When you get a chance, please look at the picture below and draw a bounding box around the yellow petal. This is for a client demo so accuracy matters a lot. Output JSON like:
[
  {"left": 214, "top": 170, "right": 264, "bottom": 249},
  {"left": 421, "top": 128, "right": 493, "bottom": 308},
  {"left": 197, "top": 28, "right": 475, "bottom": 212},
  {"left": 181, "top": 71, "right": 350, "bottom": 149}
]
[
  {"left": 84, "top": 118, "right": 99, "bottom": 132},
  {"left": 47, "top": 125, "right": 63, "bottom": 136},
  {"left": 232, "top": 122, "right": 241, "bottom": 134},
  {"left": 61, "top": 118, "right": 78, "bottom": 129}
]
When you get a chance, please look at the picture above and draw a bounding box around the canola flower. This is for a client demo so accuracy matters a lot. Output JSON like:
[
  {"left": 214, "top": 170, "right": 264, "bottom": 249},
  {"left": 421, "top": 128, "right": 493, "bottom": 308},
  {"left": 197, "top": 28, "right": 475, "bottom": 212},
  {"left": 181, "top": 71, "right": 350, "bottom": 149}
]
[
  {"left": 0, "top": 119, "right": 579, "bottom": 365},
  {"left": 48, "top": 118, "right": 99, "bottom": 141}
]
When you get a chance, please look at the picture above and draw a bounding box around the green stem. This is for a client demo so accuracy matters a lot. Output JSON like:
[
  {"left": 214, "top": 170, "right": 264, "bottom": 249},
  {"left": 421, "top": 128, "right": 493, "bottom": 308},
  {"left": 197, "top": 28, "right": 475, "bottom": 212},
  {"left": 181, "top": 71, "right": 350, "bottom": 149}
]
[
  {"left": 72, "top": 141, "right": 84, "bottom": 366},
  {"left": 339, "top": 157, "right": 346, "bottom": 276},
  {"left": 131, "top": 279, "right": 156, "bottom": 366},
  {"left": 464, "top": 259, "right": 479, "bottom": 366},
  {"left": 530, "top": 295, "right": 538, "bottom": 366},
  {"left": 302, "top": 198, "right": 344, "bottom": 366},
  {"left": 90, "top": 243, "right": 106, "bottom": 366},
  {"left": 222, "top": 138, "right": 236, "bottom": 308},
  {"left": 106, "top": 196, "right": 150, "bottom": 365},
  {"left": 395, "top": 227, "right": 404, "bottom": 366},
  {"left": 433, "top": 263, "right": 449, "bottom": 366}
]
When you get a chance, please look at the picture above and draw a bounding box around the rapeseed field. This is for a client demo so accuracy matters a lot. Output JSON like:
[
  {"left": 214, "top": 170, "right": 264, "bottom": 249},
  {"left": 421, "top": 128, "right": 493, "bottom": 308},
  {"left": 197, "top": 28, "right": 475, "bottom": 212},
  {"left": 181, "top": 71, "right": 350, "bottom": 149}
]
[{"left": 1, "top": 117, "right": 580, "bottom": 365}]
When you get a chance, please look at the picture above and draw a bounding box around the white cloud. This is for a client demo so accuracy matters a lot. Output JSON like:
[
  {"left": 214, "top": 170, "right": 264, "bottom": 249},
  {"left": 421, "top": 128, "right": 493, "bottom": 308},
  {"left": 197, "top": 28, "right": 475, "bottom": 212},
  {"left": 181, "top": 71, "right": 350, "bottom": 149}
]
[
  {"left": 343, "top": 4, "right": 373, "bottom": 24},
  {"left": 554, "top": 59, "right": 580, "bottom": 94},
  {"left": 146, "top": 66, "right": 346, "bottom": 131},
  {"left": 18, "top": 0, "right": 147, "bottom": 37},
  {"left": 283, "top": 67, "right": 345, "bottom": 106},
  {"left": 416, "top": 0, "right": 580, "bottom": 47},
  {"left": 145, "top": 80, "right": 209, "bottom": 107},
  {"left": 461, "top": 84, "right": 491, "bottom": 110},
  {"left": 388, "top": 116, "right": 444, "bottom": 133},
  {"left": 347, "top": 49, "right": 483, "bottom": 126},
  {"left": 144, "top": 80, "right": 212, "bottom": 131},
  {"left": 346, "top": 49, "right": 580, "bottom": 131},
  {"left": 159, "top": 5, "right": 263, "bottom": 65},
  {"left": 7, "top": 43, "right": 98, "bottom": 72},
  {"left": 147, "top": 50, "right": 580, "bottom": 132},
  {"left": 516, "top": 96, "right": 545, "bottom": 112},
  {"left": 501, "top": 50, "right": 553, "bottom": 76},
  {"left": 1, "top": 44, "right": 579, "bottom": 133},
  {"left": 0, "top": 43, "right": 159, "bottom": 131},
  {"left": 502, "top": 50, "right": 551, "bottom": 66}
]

(TASK REQUIREMENTS)
Whenever a line of the data includes "above", copy that line.

(OUTPUT OF THE EXERCISE)
When you get a chance, please look at the picture above and draw a bounding box around the canola flower. This is for a client demo so accuracy matters a lot. Output JSON like:
When you get a chance, please look at the picture above and draw a bounding box around the green stem. This is for a client demo so accuracy matters a lot. Output JSON like:
When you get a chance, please look at the picture above and draw a bounding box around the rapeseed field. This is for a client demo so accuracy matters a lot. Output JSON like:
When you get a chance, please look at the picture above and draw a bounding box around the white cloud. This is for a client demo so accuracy matters a lot. Output JSON like:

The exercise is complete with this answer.